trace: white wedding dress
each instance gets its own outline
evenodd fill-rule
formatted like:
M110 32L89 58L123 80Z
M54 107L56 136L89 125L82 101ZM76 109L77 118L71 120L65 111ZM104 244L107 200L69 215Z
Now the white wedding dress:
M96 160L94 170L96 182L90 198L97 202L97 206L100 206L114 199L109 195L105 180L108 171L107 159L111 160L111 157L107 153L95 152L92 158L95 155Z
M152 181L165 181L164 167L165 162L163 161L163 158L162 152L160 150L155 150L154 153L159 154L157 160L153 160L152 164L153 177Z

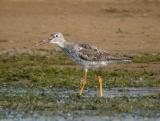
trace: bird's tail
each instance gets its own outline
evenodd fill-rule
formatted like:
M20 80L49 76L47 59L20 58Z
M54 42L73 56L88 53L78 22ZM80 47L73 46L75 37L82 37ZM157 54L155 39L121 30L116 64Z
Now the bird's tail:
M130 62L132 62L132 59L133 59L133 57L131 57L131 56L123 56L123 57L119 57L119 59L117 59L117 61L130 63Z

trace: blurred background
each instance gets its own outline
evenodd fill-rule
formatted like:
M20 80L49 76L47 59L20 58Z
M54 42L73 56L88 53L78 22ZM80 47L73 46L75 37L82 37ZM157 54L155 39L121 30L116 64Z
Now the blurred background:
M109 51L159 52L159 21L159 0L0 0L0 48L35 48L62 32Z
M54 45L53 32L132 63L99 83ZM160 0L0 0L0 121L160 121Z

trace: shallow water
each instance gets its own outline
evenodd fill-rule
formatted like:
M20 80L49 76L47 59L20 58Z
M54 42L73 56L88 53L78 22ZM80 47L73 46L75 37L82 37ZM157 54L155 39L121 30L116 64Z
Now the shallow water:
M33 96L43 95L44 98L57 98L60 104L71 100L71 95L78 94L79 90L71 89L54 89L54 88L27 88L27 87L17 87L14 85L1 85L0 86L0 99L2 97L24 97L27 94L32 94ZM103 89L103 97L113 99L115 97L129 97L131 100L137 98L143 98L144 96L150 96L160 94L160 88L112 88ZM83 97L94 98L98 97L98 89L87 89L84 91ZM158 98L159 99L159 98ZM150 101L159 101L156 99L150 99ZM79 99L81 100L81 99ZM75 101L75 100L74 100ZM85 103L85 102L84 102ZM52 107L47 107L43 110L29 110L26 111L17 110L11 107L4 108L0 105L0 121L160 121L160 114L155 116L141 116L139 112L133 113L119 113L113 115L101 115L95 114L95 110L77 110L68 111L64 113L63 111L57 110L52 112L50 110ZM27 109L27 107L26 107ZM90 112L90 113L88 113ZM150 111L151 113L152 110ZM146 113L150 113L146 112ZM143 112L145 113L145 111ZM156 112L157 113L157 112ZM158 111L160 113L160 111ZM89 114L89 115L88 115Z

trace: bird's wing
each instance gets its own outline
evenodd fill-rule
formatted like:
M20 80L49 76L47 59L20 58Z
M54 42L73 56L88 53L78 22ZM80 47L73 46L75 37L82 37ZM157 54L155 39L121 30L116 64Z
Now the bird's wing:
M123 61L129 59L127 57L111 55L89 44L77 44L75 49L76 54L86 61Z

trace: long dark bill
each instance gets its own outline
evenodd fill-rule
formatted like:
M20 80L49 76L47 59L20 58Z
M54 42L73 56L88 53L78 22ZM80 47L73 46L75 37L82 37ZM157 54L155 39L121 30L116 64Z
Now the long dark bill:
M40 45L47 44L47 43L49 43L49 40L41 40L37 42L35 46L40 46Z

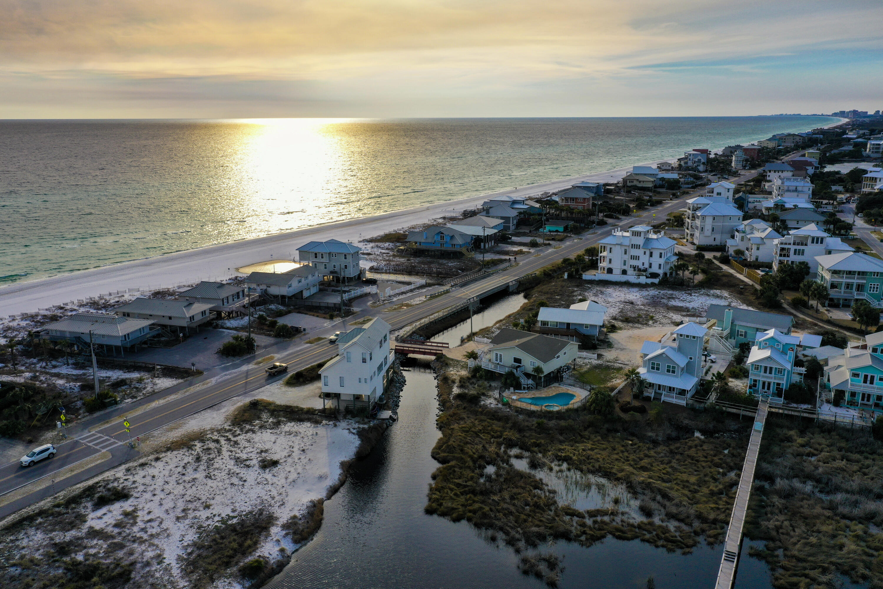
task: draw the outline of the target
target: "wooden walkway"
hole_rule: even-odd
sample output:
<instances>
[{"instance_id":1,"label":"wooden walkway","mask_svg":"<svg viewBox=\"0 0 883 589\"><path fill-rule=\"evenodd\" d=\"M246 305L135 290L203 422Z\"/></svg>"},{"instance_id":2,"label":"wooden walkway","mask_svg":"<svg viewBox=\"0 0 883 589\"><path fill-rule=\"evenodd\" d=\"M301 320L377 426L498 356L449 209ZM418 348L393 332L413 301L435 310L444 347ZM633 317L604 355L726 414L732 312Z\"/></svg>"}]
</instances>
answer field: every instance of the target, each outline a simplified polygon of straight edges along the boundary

• _GIVEN PROBLEM_
Rewrite the rows starting with the line containing "trace: blurred background" and going on through the line containing "M40 45L47 44L47", renaming "outline" to "shape" and leaving everything else unchanged.

• _WRITTEN SOLUTION_
trace: blurred background
each instance gets its own shape
evenodd fill-rule
formatted like:
M20 80L49 76L47 59L20 58Z
M54 42L73 56L88 53L78 22ZM80 47L73 46L75 37L82 37ZM157 54L155 39L121 30L116 64Z
Now the blurred background:
M109 51L159 52L159 21L159 0L0 0L0 48L35 48L62 32Z
M54 45L53 32L132 63L99 83ZM160 0L0 0L0 121L160 121Z

trace: shallow water
each instance gets its own shape
evenodd fill-rule
formatted like:
M20 80L49 76L47 59L20 58Z
M54 42L73 56L88 53L78 22ZM80 47L73 46L75 37L82 37ZM157 54L155 39L121 30L116 64Z
Now the shallow water:
M33 96L43 95L44 98L57 98L60 104L71 100L71 95L78 94L79 90L71 89L54 89L54 88L27 88L27 87L17 87L14 85L1 85L0 86L0 99L2 97L24 97L27 94L32 94ZM103 89L103 97L113 99L115 97L129 97L131 100L137 98L143 98L144 96L150 96L160 94L160 88L112 88ZM83 97L94 98L98 97L98 89L87 89L84 91ZM158 98L159 99L159 98ZM150 101L159 101L156 99L150 99ZM79 99L81 100L81 99ZM75 101L75 100L74 100ZM85 103L85 102L84 102ZM52 107L47 107L43 110L29 110L26 111L17 110L11 107L4 108L0 105L0 121L160 121L160 114L155 116L141 116L139 112L133 113L119 113L113 115L101 115L95 114L95 110L77 110L68 111L64 113L63 111L57 110L52 112L50 110ZM27 109L27 107L26 107ZM90 112L90 113L88 113ZM150 111L151 113L152 110ZM146 113L150 113L146 112ZM143 112L145 113L145 111ZM156 112L157 113L157 112ZM158 111L160 113L160 111ZM89 114L89 115L88 115Z

trace: bird's wing
each instance gets its own shape
evenodd fill-rule
formatted like:
M20 80L49 76L47 59L20 58Z
M54 42L73 56L88 53L78 22ZM80 47L73 46L75 37L82 37ZM157 54L155 39L121 30L116 64Z
Now the bird's wing:
M123 61L129 59L127 57L111 55L89 44L77 44L75 49L76 54L86 61Z

trace: long dark bill
each instance gets its own shape
evenodd fill-rule
formatted like:
M20 80L49 76L47 59L20 58Z
M54 42L73 56L88 53L78 22ZM80 47L73 46L75 37L82 37ZM157 54L155 39L121 30L116 64Z
Now the long dark bill:
M40 45L47 44L47 43L49 43L49 40L41 40L37 42L35 46L40 46Z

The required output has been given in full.